• _Text provided_
** begin **
The Arikara and Mandan on the upper Missouri were the great agricultural tribes of this region. Omaha legend credits the Arikara with first having corn and with having distributed to other tribes. And the common pictograph to represent the Arikara among all the surrounding tribes was a conventionalised ear of corn. In the sign language also the surrounding tribes designated the Arikara by a motion of the hands depicting the act of shelling corn, or by the motions of eating an ear of corn. Washington Matthews says: “There are some reasons for believing that the Arikara represent an older race of farmers than the Mandan; for their religious ceremonies connected with the planting are the more numerous, and they honor the corn with a species of worship.” And it is the work of these northern tribes in past centuries in acclimating corn to the short northern summer with its cool nights which has made it possible for the states of North Dakota, Montana and Minnesota now to be corn-producing states; for acclimation is a long and gradual process and was accomplished during a northward migration from Mexico which occupied many centuries of time.
In the arid region of what is now New Mexico and Arizona the work of agriculture was carried on by means of irrigation ages before the coming of white men, and the old irrigation ditches made by the primitive Indian farmers of that region may still be traced—irrigation works made without other power than human muscles and without the use of iron; the shovels used being made of bone.
The world is indebted to the aboriginal American agriculturists not only for all types of corn which we now have, but also for all kinds of beans, for pumpkins and squashes, cultivated sunflowers, sweet potatoes, peanuts, and many other crops among our present day staples.
A great handicap to the primitive American farmer was the lack of iron tools; for they had no iron before the coming of white men. Another handicap was the absence of horses. The horse was not native to the western hemisphere, and was first introduced by the Spaniards. Previously the only beast of burden in North America was the dog. So the cultivation of the ground was entirely handwork; and the tool most in use was a hoe made from the shoulderblade of the buffalo or of the elk. One may imagine the immense labor which was required to develop and extend the above-named crops over the continent, acclimated and ready to our hand when we arrived in the New World.
As an example of the modifying power of geographic influence exercised upon the arts, we may consider the style of architecture or domiciliary structure prevailing in the Plains region. In each geographic province, which also constitutes a culture area, the style of housing is different according to natural resources and climatic conditions. In the Plains area the permanent dwelling was the earth-covered structure; while the temporary dwelling was the skin tent.
The earth-covered house seems to be an evolution from the thatched house of the southern plains, exemplified in the dwellings of the Wichitas. Farther north the exigencies of the climate suggested the addition of an earth covering.
All the nations and tribes of the Missouri, of whatever racial stock, employed the same style of dwelling. In order to effect the construction of an earth-covered house, a circle of the desired diameter was stripped off from the surface soil. Four tall, strong forked posts were set in the center about 8 or 10 feet apart in a quadrangle. Beams were laid on these forks. Outside of the center posts a circle of shorter posts was set and beams laid in their forks. Rafters were laid from the lower to the upper beams. A wall of timbers was leaned up against the circle of lower beams, the base of the leaning timbers resting upon the ground. An opening was left at the east, and here was made a vestibule 6 to 14 feet long.
** end **
• _Task 1_
In the passage on Native American farming and dwellings, copy everything from "The earth-covered house" down to "an earth covering.", and swap "thatched house" for "grass house".
• _Task 2_
According to the passage on Native American farming and dwellings, what were the shovels used for the old irrigation works made of?
• _Task 3_
Does each statement agree with the passage on Native American farming and dwellings? (a) The horse was native to the western hemisphere. (b) The opening of the earth-covered house was left at the east. (c) The four center posts were set about 8 or 10 feet apart.

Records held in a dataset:
** begin **
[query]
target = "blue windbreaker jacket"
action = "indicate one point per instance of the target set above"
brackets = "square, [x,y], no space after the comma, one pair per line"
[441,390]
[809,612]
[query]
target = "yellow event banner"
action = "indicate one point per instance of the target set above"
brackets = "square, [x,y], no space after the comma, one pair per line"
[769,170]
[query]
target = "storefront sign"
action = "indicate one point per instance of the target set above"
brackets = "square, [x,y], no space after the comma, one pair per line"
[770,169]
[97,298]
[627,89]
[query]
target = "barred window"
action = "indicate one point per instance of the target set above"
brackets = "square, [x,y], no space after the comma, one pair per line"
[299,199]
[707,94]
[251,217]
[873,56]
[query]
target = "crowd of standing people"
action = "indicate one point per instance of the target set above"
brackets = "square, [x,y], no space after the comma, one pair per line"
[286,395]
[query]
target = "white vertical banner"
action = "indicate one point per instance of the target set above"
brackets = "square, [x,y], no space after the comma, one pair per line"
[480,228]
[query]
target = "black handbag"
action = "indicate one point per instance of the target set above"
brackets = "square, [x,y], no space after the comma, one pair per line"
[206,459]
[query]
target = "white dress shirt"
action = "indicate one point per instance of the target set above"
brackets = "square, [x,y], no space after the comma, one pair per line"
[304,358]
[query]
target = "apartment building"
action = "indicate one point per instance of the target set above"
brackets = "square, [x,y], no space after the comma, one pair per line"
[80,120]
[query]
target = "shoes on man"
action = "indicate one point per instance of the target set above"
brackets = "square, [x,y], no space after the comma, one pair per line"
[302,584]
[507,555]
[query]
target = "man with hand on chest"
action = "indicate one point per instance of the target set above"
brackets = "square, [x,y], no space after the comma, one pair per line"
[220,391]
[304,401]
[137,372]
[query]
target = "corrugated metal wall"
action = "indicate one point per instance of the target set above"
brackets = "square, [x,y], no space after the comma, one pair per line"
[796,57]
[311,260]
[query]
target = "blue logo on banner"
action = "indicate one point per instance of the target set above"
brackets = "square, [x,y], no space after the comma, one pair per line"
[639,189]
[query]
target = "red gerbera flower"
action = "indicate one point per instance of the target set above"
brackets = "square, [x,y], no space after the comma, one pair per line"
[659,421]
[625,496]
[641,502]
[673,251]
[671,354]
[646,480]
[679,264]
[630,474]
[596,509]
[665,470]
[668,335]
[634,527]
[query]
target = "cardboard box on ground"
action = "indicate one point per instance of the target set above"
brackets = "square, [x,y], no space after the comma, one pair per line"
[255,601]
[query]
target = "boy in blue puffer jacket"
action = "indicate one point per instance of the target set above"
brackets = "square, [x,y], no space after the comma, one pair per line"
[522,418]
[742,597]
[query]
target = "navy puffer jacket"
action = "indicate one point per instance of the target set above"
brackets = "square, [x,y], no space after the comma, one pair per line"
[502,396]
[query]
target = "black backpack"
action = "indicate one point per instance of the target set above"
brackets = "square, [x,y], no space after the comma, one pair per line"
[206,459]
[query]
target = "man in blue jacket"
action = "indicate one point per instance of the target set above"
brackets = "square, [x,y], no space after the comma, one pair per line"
** end **
• _Task response 1_
The earth-covered house seems to be an evolution from the grass house of the southern plains, exemplified in the dwellings of the Wichitas. Farther north the exigencies of the climate suggested the addition of an earth covering.

• _Task response 2_
Bone.

• _Task response 3_
(a) No: "The horse was not native to the western hemisphere, and was first introduced by the Spaniards."
(b) Yes: "An opening was left at the east, and here was made a vestibule 6 to 14 feet long."
(c) Yes: "Four tall, strong forked posts were set in the center about 8 or 10 feet apart in a quadrangle."